** BEGIN EXCERPTED TEXT **

The Wolf Of Biglaw

Kirkland & Ellis has reshaped the legal industry -- for better or worse.

Kirkland Ellis 1 by David Lat

(photo by David Lat).

If you’re looking for a high-powered, take-no-prisoners law firm straight out of central casting, they don’t come bigger or badder than Kirkland & Ellis. The firm unquestionably enjoys a reputation for top-flight lawyering where businesses go when everything is on the line. The firm also sits atop the Am Law 100 rankings based on gross revenue. But amassing more money than any other U.S. law firm in an industry built on human beings billing hours doesn’t come without some baggage.

For those who somehow don’t know, Kirkland & Ellis made its modern reputation as the OG, eat-what-you-kill megafirm. Whereas Biglaw firms through the 20th century had adopted lockstep compensation among its associates and partners to encourage team-first thinking and staffing, K&E recognized that this system was leaving young rainmaking superstars feeling undercompensated compared to the value they were bringing in. Kirkland started the trend of luring high performers away with gargantuan salaries based on collected dollars, one that the rest of the industry has largely now adopted. And with partners reportedly pulling in eight-figures, it has no doubt been lucrative.

But all that cash doesn’t come from thin air. As a recent  Bloomberg Law article highlights, Kirkland has long had a reputation for brutally long hours, unforgiving deadlines and workloads, and sharp-elbowed political jockeying. Reading some of the stories together might conjure up images more along the lines of “Lord of The Flies” than a sophisticated legal powerhouse. But Kirkland’s newest chairman, Jon A. Ballis, indicated in the same Bloomberg Law article that he’s trying to change that reputation. What he has to say speaks plenty about K&E, but even more about our industry as a whole.

** END EXCERPTED TEXT **
** BEGIN EXCERPTED DATA **

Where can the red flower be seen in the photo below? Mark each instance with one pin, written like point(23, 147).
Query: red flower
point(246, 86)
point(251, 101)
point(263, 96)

** END EXCERPTED DATA **

_TASK DIRECTIONS_
Copy out the Kirkland & Ellis article shown above the listing in full, word for word, from its headline to its last sentence.

_ANSWER TO THE TASK_
The Wolf Of Biglaw

Kirkland & Ellis has reshaped the legal industry -- for better or worse.

Kirkland Ellis 1 by David Lat

(photo by David Lat).

If you’re looking for a high-powered, take-no-prisoners law firm straight out of central casting, they don’t come bigger or badder than Kirkland & Ellis. The firm unquestionably enjoys a reputation for top-flight lawyering where businesses go when everything is on the line. The firm also sits atop the Am Law 100 rankings based on gross revenue. But amassing more money than any other U.S. law firm in an industry built on human beings billing hours doesn’t come without some baggage.

For those who somehow don’t know, Kirkland & Ellis made its modern reputation as the OG, eat-what-you-kill megafirm. Whereas Biglaw firms through the 20th century had adopted lockstep compensation among its associates and partners to encourage team-first thinking and staffing, K&E recognized that this system was leaving young rainmaking superstars feeling undercompensated compared to the value they were bringing in. Kirkland started the trend of luring high performers away with gargantuan salaries based on collected dollars, one that the rest of the industry has largely now adopted. And with partners reportedly pulling in eight-figures, it has no doubt been lucrative.

But all that cash doesn’t come from thin air. As a recent  Bloomberg Law article highlights, Kirkland has long had a reputation for brutally long hours, unforgiving deadlines and workloads, and sharp-elbowed political jockeying. Reading some of the stories together might conjure up images more along the lines of “Lord of The Flies” than a sophisticated legal powerhouse. But Kirkland’s newest chairman, Jon A. Ballis, indicated in the same Bloomberg Law article that he’s trying to change that reputation. What he has to say speaks plenty about K&E, but even more about our industry as a whole.